=== Document source ===

Soixante-quinze ans d’artisanat

© Yonex

Il était une fois l’histoire d’une raquette pas tout à fait ronde, venue d’une contrée très enneigée, sur la mer du Japon. Le fondateur de la marque nipponne YONEX, Minoru YONEYAMA nous a quitté, à l’âge de quatre-vingt-quinze ans. Il était l’âme de la fameuse raquette isométrique; aujourd’hui son fils Ben, ses deux petits-fils et filles Casey et Alyssa en assurent la pérennité.

Yonex, la marque bleue et verte. Bleue comme la mer jamais très lointaine, Verte comme la nature omniprésente des montagnes du département de Niigata ; nature peu clémente, immortalisée par le roman du prix Nobel de littérature Yasunari Kawabata Pays de Neige. Dans ce froid et sous des tonnes de flocons Minoru YONEYAMA s’était forgé un caractère de battant et avait construit son empire mondial. Artisanat, innovation, marketing : Les trois piliers de la légende Yonex.

L’artisanat japonais se définit par le terme mono-zukuri : une attention délicate aux détails et à la finition, un respect des matières premières et de leurs producteurs, une tradition de père en fils.
Jusqu’à la première moitié du XXème siècle, le père du petit Minoru Yoneyama avait tenu, bon an mal an, une petite manufacture de sandales en bois. Minoru avait été témoin des déchirements familiaux autour d’un petit commerce voué à la disparition ; l’entêtement du père, le stoïcisme de la mère, un récit pas loin des Raisins de la colère. Il avait mesuré toute la difficulté de faire perdurer la tradition. Engagé de force dans l’armée japonaise lors de la deuxième guerre, il était revenu miraculé du front. Son père décédé, lui avait légué en 1946 un petit moteur de scierie. Minoru avait alors renoncé à ses rêves de voyage et créé une entreprise de flotteurs de filets de pêche en bois. Très vite maudit par l’évolution du marché, le plastique remplaçant le bois comme matériel de prédilection des pêcheurs, Minoru avait, sur un coup de tête et avec un flair de futur Tycoon, pris le train pour Tokyo où on lui avait parlé d’un marché de raquettes en bois. Il ne connaissait pas le monde du sport, encore moins celui alors en plein boom qui fait encore aujourd’hui la renommée de la compagnie : le badminton. Pari risqué, pari gagné, en un temps éclair.

=== Enregistrements fournis ===

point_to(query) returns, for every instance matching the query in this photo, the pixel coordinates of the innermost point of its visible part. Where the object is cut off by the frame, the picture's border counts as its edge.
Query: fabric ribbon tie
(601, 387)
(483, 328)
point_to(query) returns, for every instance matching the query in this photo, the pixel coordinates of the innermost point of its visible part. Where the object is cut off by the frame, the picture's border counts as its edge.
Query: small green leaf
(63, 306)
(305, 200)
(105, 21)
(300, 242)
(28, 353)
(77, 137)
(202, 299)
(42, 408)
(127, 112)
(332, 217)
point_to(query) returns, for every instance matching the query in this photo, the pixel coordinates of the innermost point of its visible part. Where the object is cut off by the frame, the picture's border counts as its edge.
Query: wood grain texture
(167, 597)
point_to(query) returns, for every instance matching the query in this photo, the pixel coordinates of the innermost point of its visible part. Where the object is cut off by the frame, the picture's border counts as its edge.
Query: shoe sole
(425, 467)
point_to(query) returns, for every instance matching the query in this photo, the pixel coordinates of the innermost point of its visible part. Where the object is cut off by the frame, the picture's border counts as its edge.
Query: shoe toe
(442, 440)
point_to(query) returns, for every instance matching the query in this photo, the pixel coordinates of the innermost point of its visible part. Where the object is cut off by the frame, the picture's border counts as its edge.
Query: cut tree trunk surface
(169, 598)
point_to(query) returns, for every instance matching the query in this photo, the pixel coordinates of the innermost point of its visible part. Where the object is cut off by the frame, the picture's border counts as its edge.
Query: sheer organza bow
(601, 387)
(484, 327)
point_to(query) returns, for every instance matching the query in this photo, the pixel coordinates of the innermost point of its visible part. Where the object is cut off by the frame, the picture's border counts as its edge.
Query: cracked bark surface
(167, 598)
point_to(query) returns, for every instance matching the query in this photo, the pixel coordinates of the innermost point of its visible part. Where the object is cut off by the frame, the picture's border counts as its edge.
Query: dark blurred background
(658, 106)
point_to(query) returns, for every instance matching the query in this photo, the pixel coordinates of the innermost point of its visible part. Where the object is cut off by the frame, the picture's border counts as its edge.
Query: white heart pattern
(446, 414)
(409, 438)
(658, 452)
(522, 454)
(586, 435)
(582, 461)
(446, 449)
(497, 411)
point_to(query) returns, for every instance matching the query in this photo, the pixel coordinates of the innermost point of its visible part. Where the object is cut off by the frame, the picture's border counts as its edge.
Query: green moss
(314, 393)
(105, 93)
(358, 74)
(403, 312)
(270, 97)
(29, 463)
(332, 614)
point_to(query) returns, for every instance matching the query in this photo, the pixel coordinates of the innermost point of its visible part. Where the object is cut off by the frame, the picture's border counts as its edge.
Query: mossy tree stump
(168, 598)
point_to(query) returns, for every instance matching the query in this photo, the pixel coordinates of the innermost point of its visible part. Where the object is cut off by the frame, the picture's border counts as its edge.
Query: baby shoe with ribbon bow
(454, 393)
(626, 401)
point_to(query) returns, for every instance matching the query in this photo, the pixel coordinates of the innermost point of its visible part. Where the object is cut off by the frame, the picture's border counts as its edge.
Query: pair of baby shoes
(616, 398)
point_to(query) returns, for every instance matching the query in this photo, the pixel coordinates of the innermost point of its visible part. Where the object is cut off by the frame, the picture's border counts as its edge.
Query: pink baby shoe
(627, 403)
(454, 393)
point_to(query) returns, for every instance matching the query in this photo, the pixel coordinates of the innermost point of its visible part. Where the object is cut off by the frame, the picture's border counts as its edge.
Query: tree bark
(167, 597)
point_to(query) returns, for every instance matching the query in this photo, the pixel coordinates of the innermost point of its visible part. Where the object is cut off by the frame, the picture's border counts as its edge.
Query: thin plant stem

===

## Consignes
1. Rassemblez toutes les lignes des enregistrements qui contiennent la chaîne « tree » et recopiez-les. La casse compte.
2. Poursuivez le texte sur l'histoire de Yonex à partir de sa dernière phrase.

## Réponses dans l'ordre
1.
Query: cut tree trunk surface
Query: mossy tree stump
Query: tree bark

2.
La compagnie d’articles de sport Yoneyama était créée en 1957, très vite performante par la quantité de production et la qualité des raquettes, elle se lance dans le tennis en 1969. Le côté visionnaire et scientifique de Minoru c’était alors la T-7000, la première raquette au monde en aluminium. Sans arrêter la production des raquettes en bois, il cherchait déjà l’avantage, l’éclaire de génie afin de prendre les devants sur la concurrence.

Martina Hingis, © Ray Giubilo

Une des constantes de la philosophie de Minoru Yoneyama, malgré une grande curiosité pour l’étranger, était la fidélité au terroir. Il avait toujours refusé de délocaliser ses usines près des grandes agglomérations , gardant la maison mère dans les montagnes de ses ancêtres. Le Japon étant un pays ultra-centralisé, il ne rechigna pas à transférer les branches de la vente, du marketing et la direction à Tokyo mais garda sa pleine confiance aux ouvriers de sa région, les bonhommes de neige, comme il les appelait, pour leur sérieux et leur amour de l’artisanat qui aura toujours fait la force de sa marque. Encore aujourd’hui Yonex est une des rares marques de raquette qui ne produit ni se fournit en Chine. Ce qui est fou, c’est que ce petit homme aux grandes mains, Minoru, dont les larges sourcils et le grand sourire sont comme le climat de son pays, une éclaircie qui change vite en tempête, ait gardé jusqu’au dernier souffle une main de fer sur son royaume, apposant comme l’empereur qu’il était, le tampon sur le contrat d’une nouvelle star qu’approchait la marque ou sur la direction d’une campagne publicitaire.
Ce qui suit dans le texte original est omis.